This process provides an inexpensive and simple method for making a monolithic matrix of light emitting diodes (LED). A typical example of the process is as follows: A P-type substrate 1 of GaAs, which is zinc doped, is treated with a chemical etchant, e. g. HNO(3)+HF, to eliminate oxide contaminants. Next, a silicon nitride or aluminum oxide coating is deposited by an electron-beam gun process through a suitable mask on the surface 1a. The mask is preferably configured so that the subsequently formed diodes will be arranged in a rectangular matrix on the surface 1a, c.f., for example the LED that will be subsequently formed at the region of substrate 1 between the two elements 2, shown in Fig. 1.

→ Your goal: Revise the passage on LED matrix fabrication: reproduce everything from "This process provides" down to "shown in Fig. 1." with "rectangular" replaced by "square".

→ Supplied records:
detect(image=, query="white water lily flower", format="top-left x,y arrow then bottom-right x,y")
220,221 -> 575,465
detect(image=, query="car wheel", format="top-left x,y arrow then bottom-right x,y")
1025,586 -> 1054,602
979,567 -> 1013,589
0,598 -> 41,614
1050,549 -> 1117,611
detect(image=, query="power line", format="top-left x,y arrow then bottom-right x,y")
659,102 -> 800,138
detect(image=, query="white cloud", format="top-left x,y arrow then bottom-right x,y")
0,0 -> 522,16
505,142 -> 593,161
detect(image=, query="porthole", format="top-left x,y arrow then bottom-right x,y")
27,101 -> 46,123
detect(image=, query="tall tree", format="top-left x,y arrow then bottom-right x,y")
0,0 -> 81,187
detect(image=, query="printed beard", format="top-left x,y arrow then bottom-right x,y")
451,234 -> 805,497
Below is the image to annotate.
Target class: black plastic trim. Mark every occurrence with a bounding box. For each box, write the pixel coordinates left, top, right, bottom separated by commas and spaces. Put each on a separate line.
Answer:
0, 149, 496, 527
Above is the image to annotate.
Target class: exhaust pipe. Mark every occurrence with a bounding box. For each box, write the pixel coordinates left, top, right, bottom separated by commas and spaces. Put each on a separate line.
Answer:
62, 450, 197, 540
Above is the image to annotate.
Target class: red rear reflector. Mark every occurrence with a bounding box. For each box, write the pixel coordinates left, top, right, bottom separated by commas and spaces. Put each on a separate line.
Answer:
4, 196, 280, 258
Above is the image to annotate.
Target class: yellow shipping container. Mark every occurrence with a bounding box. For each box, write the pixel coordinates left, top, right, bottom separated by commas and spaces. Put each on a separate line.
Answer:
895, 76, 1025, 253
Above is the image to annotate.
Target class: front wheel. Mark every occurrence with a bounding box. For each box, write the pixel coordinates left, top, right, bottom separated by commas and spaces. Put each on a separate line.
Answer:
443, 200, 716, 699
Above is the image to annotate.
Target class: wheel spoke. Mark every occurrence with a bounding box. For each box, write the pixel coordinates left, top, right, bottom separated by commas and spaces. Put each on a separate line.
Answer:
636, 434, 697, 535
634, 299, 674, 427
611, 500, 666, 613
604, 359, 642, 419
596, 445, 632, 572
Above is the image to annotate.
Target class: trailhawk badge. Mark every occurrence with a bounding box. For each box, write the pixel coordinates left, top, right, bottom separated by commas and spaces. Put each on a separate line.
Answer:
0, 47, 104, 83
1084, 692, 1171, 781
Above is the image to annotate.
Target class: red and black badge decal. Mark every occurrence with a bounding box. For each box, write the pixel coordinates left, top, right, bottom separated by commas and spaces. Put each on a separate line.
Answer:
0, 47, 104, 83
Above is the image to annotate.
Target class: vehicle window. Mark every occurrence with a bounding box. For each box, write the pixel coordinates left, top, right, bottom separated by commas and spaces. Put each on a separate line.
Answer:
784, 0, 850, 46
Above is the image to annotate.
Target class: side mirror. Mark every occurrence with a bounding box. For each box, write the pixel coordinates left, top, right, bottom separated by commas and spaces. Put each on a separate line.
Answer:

→ Written solution:
This process provides an inexpensive and simple method for making a monolithic matrix of light emitting diodes (LED). A typical example of the process is as follows: A P-type substrate 1 of GaAs, which is zinc doped, is treated with a chemical etchant, e. g. HNO(3)+HF, to eliminate oxide contaminants. Next, a silicon nitride or aluminum oxide coating is deposited by an electron-beam gun process through a suitable mask on the surface 1a. The mask is preferably configured so that the subsequently formed diodes will be arranged in a square matrix on the surface 1a, c.f., for example the LED that will be subsequently formed at the region of substrate 1 between the two elements 2, shown in Fig. 1.